Exercise:
Continue the transcript discussing the congresswoman's encounter at the Capitol Police checkpoint, picking up after its final line.

Text shown:
** Start **

ABRAMS:  Karen, quick response and then I want to ask one other question.

RUSSELL:  You know, I mean the Capitol police have a track record of having problems with African Americans and profiling with their officers, and so maybe they should have a little shame about their interactions with the African American community. 

ABRAMS:  I think this is just an excuse to try and discuss what is not the issue here.  But let me—here‘s the attorney for the congresswoman, talking today about why he doesn‘t think this should be a criminal matter and now bringing up a new topic, and again, I don‘t get it. 

(BEGIN VIDEO CLIP)

RAFFAUF:  This should not be a criminal matter.  That checkpoint that she went through was not secure.  It was based on allowing someone who has one of these pins to just bypass security, so the security officer didn‘t know that she was a congresswoman, why should you be able to pass just because you‘re wearing a pin.

** End **

Information shown:
** Start **

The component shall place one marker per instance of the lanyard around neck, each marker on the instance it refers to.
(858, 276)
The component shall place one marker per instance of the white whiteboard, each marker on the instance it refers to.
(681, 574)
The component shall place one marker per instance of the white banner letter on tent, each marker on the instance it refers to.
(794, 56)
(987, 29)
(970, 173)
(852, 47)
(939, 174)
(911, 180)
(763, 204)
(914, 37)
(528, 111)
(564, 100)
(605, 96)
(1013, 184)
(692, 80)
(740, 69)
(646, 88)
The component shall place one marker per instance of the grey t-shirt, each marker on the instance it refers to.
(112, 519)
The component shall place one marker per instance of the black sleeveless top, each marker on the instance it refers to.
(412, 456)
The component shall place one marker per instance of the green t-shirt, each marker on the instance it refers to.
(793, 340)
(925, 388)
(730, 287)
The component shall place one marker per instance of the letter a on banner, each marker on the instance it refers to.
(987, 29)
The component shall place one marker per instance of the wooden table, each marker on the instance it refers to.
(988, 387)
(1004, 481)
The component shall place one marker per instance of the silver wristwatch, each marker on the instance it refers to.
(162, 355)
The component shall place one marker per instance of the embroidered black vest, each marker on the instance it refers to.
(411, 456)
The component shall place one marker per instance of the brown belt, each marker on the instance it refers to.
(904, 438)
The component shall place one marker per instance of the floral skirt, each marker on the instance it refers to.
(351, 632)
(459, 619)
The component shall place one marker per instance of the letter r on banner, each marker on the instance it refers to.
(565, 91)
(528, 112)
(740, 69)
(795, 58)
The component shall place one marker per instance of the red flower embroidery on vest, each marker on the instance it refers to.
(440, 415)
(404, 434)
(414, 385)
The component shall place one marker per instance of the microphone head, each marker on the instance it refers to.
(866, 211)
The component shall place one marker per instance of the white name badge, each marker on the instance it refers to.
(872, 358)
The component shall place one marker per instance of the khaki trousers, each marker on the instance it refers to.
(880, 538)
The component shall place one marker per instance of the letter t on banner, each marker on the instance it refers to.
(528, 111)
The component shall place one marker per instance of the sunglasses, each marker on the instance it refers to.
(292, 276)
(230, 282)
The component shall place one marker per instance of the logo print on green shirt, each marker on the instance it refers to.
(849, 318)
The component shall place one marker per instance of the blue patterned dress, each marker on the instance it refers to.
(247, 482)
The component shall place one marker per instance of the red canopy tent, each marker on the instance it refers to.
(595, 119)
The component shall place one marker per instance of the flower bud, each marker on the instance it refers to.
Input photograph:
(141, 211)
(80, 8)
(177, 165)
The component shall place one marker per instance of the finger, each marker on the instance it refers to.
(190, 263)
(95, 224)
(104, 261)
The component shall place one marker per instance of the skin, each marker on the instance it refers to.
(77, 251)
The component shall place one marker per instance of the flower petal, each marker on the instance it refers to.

** End **

Response:
(END VIDEO CLIP)

ABRAMS:  Now the problem isn‘t just about profiling, it‘s about the fact that the Congress isn‘t secure enough, right? 

PORTANOVA:  This is...

ABRAMS:  Let me ask Karen about that. 

PORTANOVA:  (UNINTELLIGIBLE)

RUSSELL:  Well, there seems to be—it seems like there‘s a lack of communication, information and maybe training and that there was a couple of issues here that need to be reviewed by the Capitol police, and again, I think that this probably would have been handled better behind closed doors...

ABRAMS:  Right.

RUSSELL:  ... but when it‘s of a level, it‘s hard for people with egos to step back and say you know what, it was a misunderstanding and you know no harm and no foul, let‘s move on.

ABRAMS:  But don‘t you agree, Karen...

(CROSSTALK)

ABRAMS:  Let me ask you this.  As an African American woman, aren‘t you careful when you make an allegation that someone is doing something to you based on your race?

RUSSELL:  Absolutely.  And so I think that she feels sincerely after many years and many interactions and many altercations...

ABRAMS:  But wouldn‘t you be specific—wouldn‘t you feel like as opposed to just saying, you know this happens in this country, when you make an allegation like this, I would assume that...

RUSSELL:  And she‘s not saying it happened in this country.  She‘s saying it happened here...

ABRAMS:  No, no...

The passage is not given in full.